Description of the task.
Among the lines of the entries below, count those containing the word "fence" and answer with the number only.

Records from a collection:
-------------------------

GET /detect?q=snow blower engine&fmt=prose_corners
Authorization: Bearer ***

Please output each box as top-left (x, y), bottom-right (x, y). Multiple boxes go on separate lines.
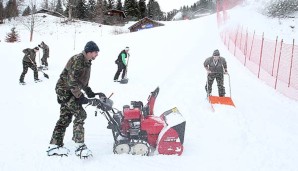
top-left (93, 87), bottom-right (186, 156)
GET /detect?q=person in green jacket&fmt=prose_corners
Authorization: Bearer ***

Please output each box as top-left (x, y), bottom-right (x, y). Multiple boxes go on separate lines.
top-left (113, 47), bottom-right (129, 82)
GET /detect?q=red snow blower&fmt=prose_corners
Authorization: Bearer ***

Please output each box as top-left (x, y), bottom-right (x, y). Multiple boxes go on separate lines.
top-left (92, 87), bottom-right (186, 156)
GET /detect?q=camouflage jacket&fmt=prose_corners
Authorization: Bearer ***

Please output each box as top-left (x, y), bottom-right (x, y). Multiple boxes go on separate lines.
top-left (41, 43), bottom-right (49, 58)
top-left (203, 56), bottom-right (227, 73)
top-left (56, 51), bottom-right (92, 98)
top-left (22, 48), bottom-right (36, 64)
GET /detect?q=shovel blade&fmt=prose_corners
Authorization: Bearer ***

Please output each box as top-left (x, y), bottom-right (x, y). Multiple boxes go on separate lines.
top-left (119, 78), bottom-right (128, 84)
top-left (208, 96), bottom-right (235, 107)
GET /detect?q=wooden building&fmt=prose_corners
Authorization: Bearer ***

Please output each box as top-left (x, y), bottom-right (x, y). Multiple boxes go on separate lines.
top-left (35, 9), bottom-right (66, 18)
top-left (128, 17), bottom-right (165, 32)
top-left (104, 9), bottom-right (126, 26)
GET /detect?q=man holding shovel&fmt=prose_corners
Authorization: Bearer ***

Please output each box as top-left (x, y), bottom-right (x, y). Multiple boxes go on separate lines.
top-left (204, 49), bottom-right (228, 97)
top-left (19, 47), bottom-right (42, 85)
top-left (113, 47), bottom-right (129, 83)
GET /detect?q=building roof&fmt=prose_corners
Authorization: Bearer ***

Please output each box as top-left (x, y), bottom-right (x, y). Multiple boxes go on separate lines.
top-left (35, 9), bottom-right (66, 18)
top-left (104, 9), bottom-right (126, 18)
top-left (128, 17), bottom-right (164, 30)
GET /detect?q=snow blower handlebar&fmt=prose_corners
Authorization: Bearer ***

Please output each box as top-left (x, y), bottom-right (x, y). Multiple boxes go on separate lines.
top-left (88, 93), bottom-right (114, 115)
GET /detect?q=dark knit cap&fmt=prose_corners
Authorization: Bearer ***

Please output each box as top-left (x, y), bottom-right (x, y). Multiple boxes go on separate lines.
top-left (84, 41), bottom-right (99, 53)
top-left (213, 49), bottom-right (220, 56)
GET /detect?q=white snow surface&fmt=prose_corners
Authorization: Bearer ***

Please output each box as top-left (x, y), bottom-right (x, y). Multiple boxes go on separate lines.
top-left (0, 2), bottom-right (298, 171)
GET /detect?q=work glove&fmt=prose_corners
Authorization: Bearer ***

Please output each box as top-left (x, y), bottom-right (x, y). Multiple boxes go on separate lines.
top-left (207, 70), bottom-right (212, 74)
top-left (76, 94), bottom-right (89, 105)
top-left (96, 92), bottom-right (106, 99)
top-left (98, 98), bottom-right (113, 111)
top-left (84, 87), bottom-right (95, 98)
top-left (88, 98), bottom-right (101, 106)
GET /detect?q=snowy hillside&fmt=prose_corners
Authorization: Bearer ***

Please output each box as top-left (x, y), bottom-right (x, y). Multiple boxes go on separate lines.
top-left (1, 2), bottom-right (298, 171)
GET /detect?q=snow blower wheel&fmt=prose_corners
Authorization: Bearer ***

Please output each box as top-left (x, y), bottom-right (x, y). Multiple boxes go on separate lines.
top-left (113, 143), bottom-right (130, 154)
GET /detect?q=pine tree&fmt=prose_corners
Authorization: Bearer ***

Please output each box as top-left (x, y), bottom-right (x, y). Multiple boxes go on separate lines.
top-left (138, 0), bottom-right (146, 19)
top-left (55, 0), bottom-right (63, 14)
top-left (107, 0), bottom-right (115, 10)
top-left (103, 0), bottom-right (108, 11)
top-left (124, 0), bottom-right (139, 20)
top-left (22, 5), bottom-right (31, 16)
top-left (116, 0), bottom-right (122, 10)
top-left (147, 0), bottom-right (154, 19)
top-left (75, 0), bottom-right (88, 19)
top-left (0, 0), bottom-right (4, 24)
top-left (265, 0), bottom-right (298, 17)
top-left (88, 0), bottom-right (96, 21)
top-left (5, 0), bottom-right (18, 21)
top-left (94, 0), bottom-right (104, 23)
top-left (5, 27), bottom-right (20, 42)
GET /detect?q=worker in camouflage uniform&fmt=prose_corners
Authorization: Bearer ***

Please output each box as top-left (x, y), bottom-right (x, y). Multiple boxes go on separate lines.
top-left (19, 47), bottom-right (41, 85)
top-left (47, 41), bottom-right (104, 158)
top-left (204, 49), bottom-right (228, 97)
top-left (38, 41), bottom-right (50, 70)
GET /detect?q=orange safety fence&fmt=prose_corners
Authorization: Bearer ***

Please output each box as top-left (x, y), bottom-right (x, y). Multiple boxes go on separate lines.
top-left (216, 0), bottom-right (298, 101)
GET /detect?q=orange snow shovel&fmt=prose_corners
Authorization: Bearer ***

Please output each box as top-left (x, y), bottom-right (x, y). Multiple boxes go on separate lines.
top-left (207, 73), bottom-right (235, 108)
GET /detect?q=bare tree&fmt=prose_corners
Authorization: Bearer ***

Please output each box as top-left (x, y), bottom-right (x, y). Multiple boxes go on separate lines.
top-left (41, 0), bottom-right (49, 9)
top-left (18, 0), bottom-right (43, 41)
top-left (63, 0), bottom-right (74, 21)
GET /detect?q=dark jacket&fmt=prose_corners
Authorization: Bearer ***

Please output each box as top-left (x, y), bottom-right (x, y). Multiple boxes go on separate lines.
top-left (22, 48), bottom-right (36, 64)
top-left (56, 51), bottom-right (91, 98)
top-left (115, 50), bottom-right (128, 66)
top-left (204, 56), bottom-right (227, 73)
top-left (41, 43), bottom-right (49, 58)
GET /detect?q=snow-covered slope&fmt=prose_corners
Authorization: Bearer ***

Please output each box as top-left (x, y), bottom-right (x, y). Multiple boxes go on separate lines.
top-left (0, 3), bottom-right (298, 171)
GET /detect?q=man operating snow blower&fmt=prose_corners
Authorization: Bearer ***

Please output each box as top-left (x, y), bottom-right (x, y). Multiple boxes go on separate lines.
top-left (47, 41), bottom-right (105, 159)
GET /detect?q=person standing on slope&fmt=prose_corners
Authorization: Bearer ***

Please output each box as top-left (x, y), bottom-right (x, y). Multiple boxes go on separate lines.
top-left (47, 41), bottom-right (105, 159)
top-left (203, 49), bottom-right (228, 97)
top-left (38, 41), bottom-right (50, 70)
top-left (19, 46), bottom-right (42, 85)
top-left (113, 47), bottom-right (129, 82)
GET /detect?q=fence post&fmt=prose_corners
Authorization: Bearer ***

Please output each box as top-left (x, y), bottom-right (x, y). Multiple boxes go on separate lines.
top-left (224, 31), bottom-right (227, 45)
top-left (271, 36), bottom-right (278, 76)
top-left (258, 33), bottom-right (265, 78)
top-left (288, 39), bottom-right (295, 87)
top-left (234, 26), bottom-right (239, 56)
top-left (275, 39), bottom-right (283, 89)
top-left (249, 30), bottom-right (255, 60)
top-left (228, 30), bottom-right (231, 50)
top-left (244, 29), bottom-right (248, 66)
top-left (239, 25), bottom-right (243, 51)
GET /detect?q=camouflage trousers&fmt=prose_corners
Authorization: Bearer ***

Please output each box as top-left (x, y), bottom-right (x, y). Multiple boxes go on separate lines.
top-left (19, 61), bottom-right (38, 82)
top-left (205, 73), bottom-right (226, 97)
top-left (41, 56), bottom-right (48, 67)
top-left (50, 96), bottom-right (87, 146)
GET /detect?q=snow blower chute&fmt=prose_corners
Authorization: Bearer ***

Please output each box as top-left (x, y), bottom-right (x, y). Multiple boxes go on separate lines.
top-left (92, 87), bottom-right (186, 156)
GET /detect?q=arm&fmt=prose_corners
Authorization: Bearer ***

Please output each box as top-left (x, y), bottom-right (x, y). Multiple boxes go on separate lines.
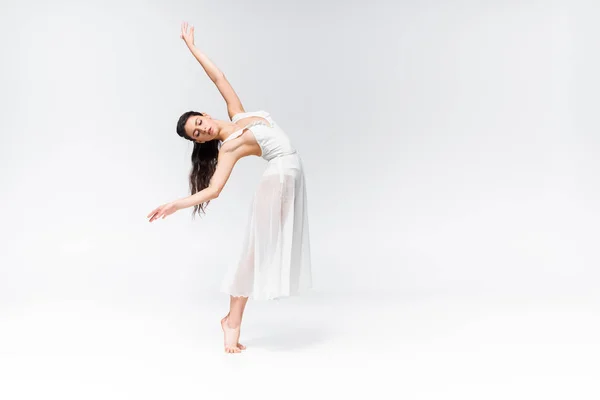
top-left (181, 22), bottom-right (245, 120)
top-left (175, 146), bottom-right (240, 210)
top-left (147, 132), bottom-right (251, 222)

-------------------------

Written solution.
2